Source data
○ ○ ○ ○ ○ ○ ○
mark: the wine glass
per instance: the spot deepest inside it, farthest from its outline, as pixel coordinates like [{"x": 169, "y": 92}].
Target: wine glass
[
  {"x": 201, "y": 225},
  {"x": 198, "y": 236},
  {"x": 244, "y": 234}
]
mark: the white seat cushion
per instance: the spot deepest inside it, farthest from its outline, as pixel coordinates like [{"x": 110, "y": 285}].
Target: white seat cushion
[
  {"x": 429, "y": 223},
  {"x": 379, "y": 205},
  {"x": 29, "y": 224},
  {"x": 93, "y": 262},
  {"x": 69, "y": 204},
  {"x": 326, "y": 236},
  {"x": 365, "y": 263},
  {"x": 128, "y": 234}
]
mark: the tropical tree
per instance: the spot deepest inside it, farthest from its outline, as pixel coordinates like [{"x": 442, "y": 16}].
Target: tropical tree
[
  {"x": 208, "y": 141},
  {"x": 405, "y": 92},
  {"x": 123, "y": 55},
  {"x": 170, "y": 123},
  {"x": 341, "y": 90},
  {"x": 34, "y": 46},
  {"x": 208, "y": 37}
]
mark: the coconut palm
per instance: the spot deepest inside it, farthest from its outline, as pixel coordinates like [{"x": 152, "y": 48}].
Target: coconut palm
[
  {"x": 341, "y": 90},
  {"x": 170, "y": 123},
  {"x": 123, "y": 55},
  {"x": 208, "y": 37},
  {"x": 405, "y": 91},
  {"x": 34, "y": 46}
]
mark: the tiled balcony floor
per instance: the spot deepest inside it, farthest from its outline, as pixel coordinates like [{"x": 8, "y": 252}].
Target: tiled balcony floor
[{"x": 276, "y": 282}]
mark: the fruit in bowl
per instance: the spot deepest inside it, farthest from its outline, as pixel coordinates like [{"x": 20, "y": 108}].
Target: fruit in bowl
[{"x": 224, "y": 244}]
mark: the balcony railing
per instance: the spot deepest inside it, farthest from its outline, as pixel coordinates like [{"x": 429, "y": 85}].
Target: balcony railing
○ ○ ○ ○ ○ ○ ○
TASK INSTRUCTIONS:
Report every line in the data above in which the word "mark" appears.

RESULT OF THE EXERCISE:
mark: the wine glass
mark: the white seat cushion
mark: the tropical tree
mark: the coconut palm
mark: the tiled balcony floor
mark: the fruit in bowl
mark: the balcony railing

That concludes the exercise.